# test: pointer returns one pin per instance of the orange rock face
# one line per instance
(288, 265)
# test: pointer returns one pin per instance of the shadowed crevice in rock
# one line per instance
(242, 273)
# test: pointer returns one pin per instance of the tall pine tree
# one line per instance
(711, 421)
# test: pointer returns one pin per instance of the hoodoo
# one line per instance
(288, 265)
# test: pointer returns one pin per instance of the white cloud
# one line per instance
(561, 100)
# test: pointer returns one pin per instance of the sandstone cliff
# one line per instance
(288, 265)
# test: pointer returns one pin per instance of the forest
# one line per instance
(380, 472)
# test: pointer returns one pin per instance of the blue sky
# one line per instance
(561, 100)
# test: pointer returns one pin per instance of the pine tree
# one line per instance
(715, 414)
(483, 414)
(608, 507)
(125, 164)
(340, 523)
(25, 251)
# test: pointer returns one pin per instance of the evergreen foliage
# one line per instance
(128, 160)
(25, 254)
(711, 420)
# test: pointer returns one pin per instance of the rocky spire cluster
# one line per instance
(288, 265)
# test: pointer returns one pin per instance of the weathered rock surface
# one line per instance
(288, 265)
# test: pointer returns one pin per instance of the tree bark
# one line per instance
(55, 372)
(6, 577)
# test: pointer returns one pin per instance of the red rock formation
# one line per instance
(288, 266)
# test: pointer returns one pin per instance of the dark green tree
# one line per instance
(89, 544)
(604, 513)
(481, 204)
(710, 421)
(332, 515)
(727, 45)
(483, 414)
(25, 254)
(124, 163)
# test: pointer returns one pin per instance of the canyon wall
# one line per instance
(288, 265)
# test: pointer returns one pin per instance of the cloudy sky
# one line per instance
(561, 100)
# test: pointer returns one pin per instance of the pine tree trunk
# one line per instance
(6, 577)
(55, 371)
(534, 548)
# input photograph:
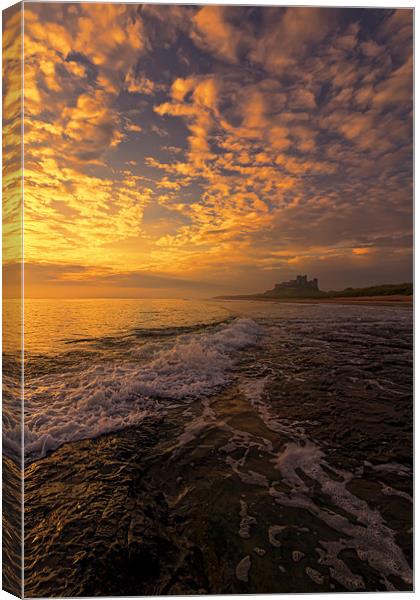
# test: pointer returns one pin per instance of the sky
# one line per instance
(198, 150)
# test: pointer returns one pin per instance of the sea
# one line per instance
(274, 440)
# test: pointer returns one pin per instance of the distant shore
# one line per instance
(371, 300)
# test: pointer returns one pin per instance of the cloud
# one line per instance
(213, 142)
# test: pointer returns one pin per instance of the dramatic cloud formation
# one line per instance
(228, 147)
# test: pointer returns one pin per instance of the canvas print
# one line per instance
(207, 313)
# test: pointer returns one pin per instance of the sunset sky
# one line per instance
(191, 151)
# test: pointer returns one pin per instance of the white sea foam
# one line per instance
(113, 395)
(301, 461)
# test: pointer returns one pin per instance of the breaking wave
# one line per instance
(112, 395)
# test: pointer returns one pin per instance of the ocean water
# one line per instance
(285, 427)
(96, 366)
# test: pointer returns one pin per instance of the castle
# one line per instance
(300, 283)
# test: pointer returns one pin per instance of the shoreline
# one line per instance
(399, 300)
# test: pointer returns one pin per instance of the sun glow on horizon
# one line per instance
(186, 149)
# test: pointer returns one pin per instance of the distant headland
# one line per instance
(302, 288)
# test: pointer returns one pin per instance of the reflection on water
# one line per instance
(250, 447)
(52, 325)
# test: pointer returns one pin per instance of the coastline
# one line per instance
(400, 300)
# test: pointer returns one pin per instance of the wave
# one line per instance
(111, 396)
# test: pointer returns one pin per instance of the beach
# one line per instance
(271, 451)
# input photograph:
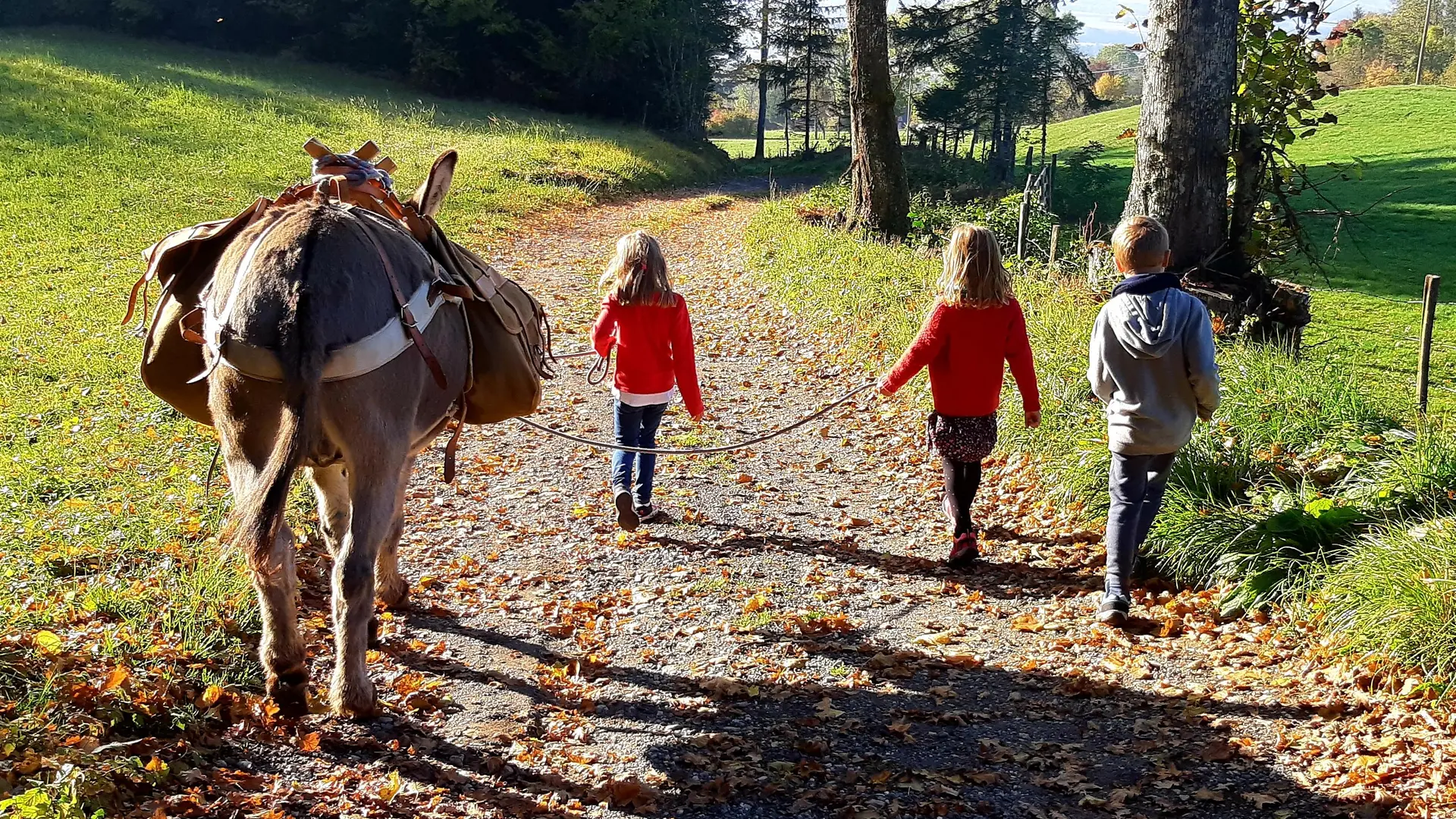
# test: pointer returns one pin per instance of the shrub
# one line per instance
(1264, 550)
(1411, 472)
(1397, 596)
(734, 124)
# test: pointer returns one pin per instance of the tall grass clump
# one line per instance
(1397, 596)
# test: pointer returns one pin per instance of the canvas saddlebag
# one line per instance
(510, 337)
(182, 262)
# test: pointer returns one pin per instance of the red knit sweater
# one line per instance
(965, 349)
(654, 349)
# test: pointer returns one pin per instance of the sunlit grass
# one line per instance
(1405, 136)
(107, 145)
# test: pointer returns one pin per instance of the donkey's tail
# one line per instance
(302, 357)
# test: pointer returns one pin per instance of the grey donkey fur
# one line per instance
(315, 284)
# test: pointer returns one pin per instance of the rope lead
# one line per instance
(707, 449)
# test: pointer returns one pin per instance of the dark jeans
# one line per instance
(1136, 484)
(962, 482)
(635, 426)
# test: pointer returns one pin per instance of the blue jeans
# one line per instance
(1136, 484)
(635, 426)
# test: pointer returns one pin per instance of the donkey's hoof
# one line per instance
(290, 692)
(353, 700)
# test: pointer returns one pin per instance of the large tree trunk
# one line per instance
(764, 80)
(1183, 134)
(808, 93)
(878, 190)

-=-=-=-=-

Work to do: Omit pictures; set down the rest of the material word for word.

Response to this task:
# test: pointer returns one pin per instance of the orange rock face
# one line per instance
(288, 265)
# test: pointer returns one pin per instance of the shadowed crevice in rock
# one line per instance
(242, 273)
# test: pointer returns one pin per instance of the tall pine tree
# one line per instance
(711, 421)
# test: pointer returns one pin per instance of the hoodoo
# one line per instance
(288, 265)
# test: pointer returns one pin per instance of the white cloud
# one line per instance
(561, 100)
# test: pointer returns one pin per instance of the sandstone cliff
# one line per instance
(288, 265)
# test: pointer returns one pin per instance of the forest
# one line per instance
(380, 472)
# test: pointer returns one pin per instance of the blue sky
# one line per instance
(561, 100)
# test: pointer returns one pin per instance of the pine tree
# one line per instance
(715, 414)
(483, 414)
(608, 507)
(125, 164)
(340, 523)
(25, 251)
# test: pointer returns one pin per instance of the evergreen foliage
# one line per instance
(128, 160)
(25, 254)
(711, 420)
# test: pointer returns one pin per instance of the rocky spire cluster
# one line per instance
(288, 265)
# test: pointer returns one pin per instance of the weathered rock surface
# one line per instance
(288, 265)
# test: pointer returns one pin per instance of the tree bark
# one line per instance
(55, 372)
(6, 577)
# test: pointer returns one pin per instance of the red rock formation
# one line per instance
(288, 266)
# test: pointer returns one pin per instance of the dark green tree
# one line per instance
(89, 544)
(604, 513)
(481, 204)
(710, 421)
(332, 515)
(727, 45)
(483, 414)
(25, 254)
(124, 163)
# test: pointer returns one pin per instance of the canyon wall
# one line per instance
(288, 265)
# test: pointer returns one pin per instance of the cloudy sky
# one line per instance
(561, 100)
# test: pointer returns one pin per instance of the pine tree trunk
# one line per instance
(6, 577)
(55, 371)
(534, 548)
# input photograph:
# test: pointer returns one pin per instance of the sky
# one line per instance
(198, 150)
# test: pointer returns one pin per instance of the sea
# one line per instance
(274, 440)
# test: pointer returns one pin per instance of the distant shore
# one line per instance
(371, 300)
# test: pointer returns one pin per instance of the cloud
# one line per instance
(213, 142)
# test: pointer returns one pin per instance of the dramatic cloud formation
# one line per instance
(228, 147)
# test: pointer returns one pin per instance of the canvas print
# one line per instance
(207, 313)
# test: pointer returns one pin per instance of the sunset sky
# one line per instance
(191, 151)
# test: pointer returns one pin per instance of the white sea foam
# one line per instance
(113, 395)
(301, 461)
# test: pointer returns one pin per instance of the breaking wave
# one line per instance
(112, 395)
# test: pointer returns one pin per instance of the ocean water
# one line per instance
(285, 427)
(96, 366)
# test: pointer returns one pin per instance of the castle
# one line per instance
(300, 283)
# test: pointer returns one pin per instance of the shoreline
# one line per instance
(399, 300)
# test: pointer returns one pin per instance of the sun glow on horizon
# one line per instance
(186, 149)
# test: pointer returns one pin per instance of the distant headland
# one line per instance
(302, 288)
# test: pointer returns one pin per instance of the reflection on water
# one line per instance
(250, 447)
(52, 325)
# test: pointer returns one pin per instance of the coastline
# one line per instance
(400, 300)
# test: pointer returns one pin per instance of the wave
# one line per instance
(111, 396)
# test: pointer returns one pin per instance of the beach
# one line per instance
(271, 451)
# input photograph:
# test: pointer returns one pin per instance of the shrub
# one line per instance
(1264, 550)
(1411, 472)
(1397, 596)
(734, 124)
# test: pointer returns one pin per instance of the tall grass clump
# one line per instance
(1397, 596)
# test: pointer returns one pin per instance of the canvas saddlebag
# one line per instance
(510, 337)
(182, 262)
# test: pointer returns one pin per instance of the red knit sweater
# one line per instance
(965, 349)
(654, 349)
# test: pointer returns one pin per instance of the sunlit grass
# one line per instance
(1405, 136)
(107, 145)
# test: pointer returns one pin per instance of the donkey's tail
# one line per instance
(302, 357)
# test: pointer returns one pin per instance of the grey donkey fur
# one line per instance
(315, 284)
# test: pointer returns one pin per instance of the rope lead
# one line per instance
(707, 449)
# test: pointer returns one pin per instance of the dark jeans
# one line per instance
(1136, 484)
(962, 482)
(635, 426)
# test: pointer returns one pin per instance of the blue jeans
# one line per instance
(1136, 484)
(635, 426)
# test: pointer returns one pin per instance of the donkey's hoof
# one line per instance
(290, 692)
(353, 700)
# test: pointer returns one pin per instance of the large tree trunk
# one line per instance
(764, 80)
(1183, 134)
(808, 93)
(878, 190)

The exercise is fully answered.